:: REQUIRED WORK ::
1) Extract the passage on movie theaters from "Is the Cinerama" to "What a place!".
2) Answer these questions about the passage on movie theaters:
(a) In which theater did the writer see Black Lizard?
(b) What years does the writer give for the time in Budapest?
(c) What kind of projectors did the PA theater work with?

:: EXCERPT ::
-- START --

It’s a popular misconception that film and video are supposed to be merely recorded plays. Not everybody works from this assumption. VJs and video artists, for instance, usually work more with pure imagery. People have just been conditioned over several generations to assume that a “movie” needs to have people talking about something, but it’s really not the case, and probably not the best use of the medium.
Our media consumption is generally too passive. Generally. Sometimes you just want to be alone and commune with the flicker and glow.
Is the Cinerama Dome still open these days?
I haven’t been in; although when I was in LA that one time I was fortunate enough to see Kinji Fukasaku’s Black Lizard in the Egyptian, with a director Q&A afterward. What a place!
The best movie theaters I’ve been to were in Budapest, Hungary, 92-95. There were so many experiments going on, no that virtually all restrictions were gone (and the Hungarian economy had been pretty “open” by Iron Curtain standards already). Lots of little pop-up theaters attached to bookstores where we watched nth generation tapes of movies in English with Norwegian subtitles, or something like that. Even small “We’re only a theater” theaters that were thrown up on a budget, tastefully, with moveable chairs and the like. And then there were the old theater palaces that had been converted for movies before WWII, grand palaces the likes of which hardly exist anymore even in America. I saw Coppola’s Dracula in one of these, a fantastically creepy terrifying experience, with the audio cranked way to high; with the light-flashes high chandeliers started moving when I wasn’t paying attention, and every over-amped thump had everybody jumping in their seats. I saw the film a couple weeks later in more modern (non-budget) theater, with normal sound amplification. The film was okay.
However, just about every theater also had a coffee-shop-cum-bar. You could drink to match the movie-poster colors!
Now I’m also remembering a PA theater called “Box of Light” or summat that worked with digital projectors (probably lots more like it); they’d project little squares and fragments onto the white sets, Images set up so that portions would fall on different pieces and appear distinct.

-- END --

:: SUPPLIED MATERIAL ::

-- START --

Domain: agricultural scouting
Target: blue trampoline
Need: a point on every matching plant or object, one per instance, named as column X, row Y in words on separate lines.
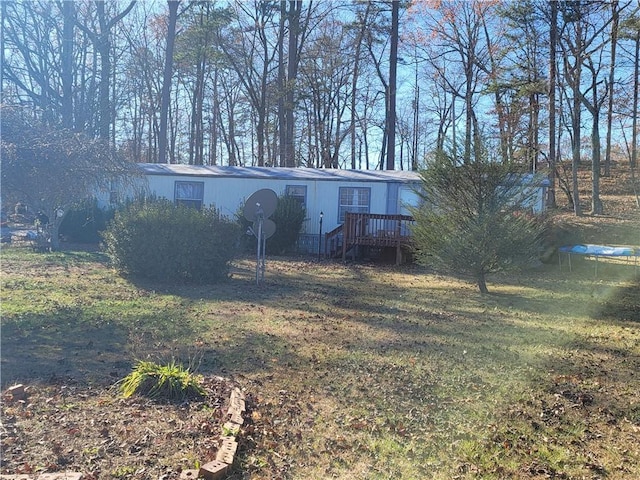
column 597, row 251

-- END --

:: ANSWER SET ::
1)
Is the Cinerama Dome still open these days?
I haven’t been in; although when I was in LA that one time I was fortunate enough to see Kinji Fukasaku’s Black Lizard in the Egyptian, with a director Q&A afterward. What a place!

2)
(a) The Egyptian.
(b) 92-95.
(c) Digital projectors.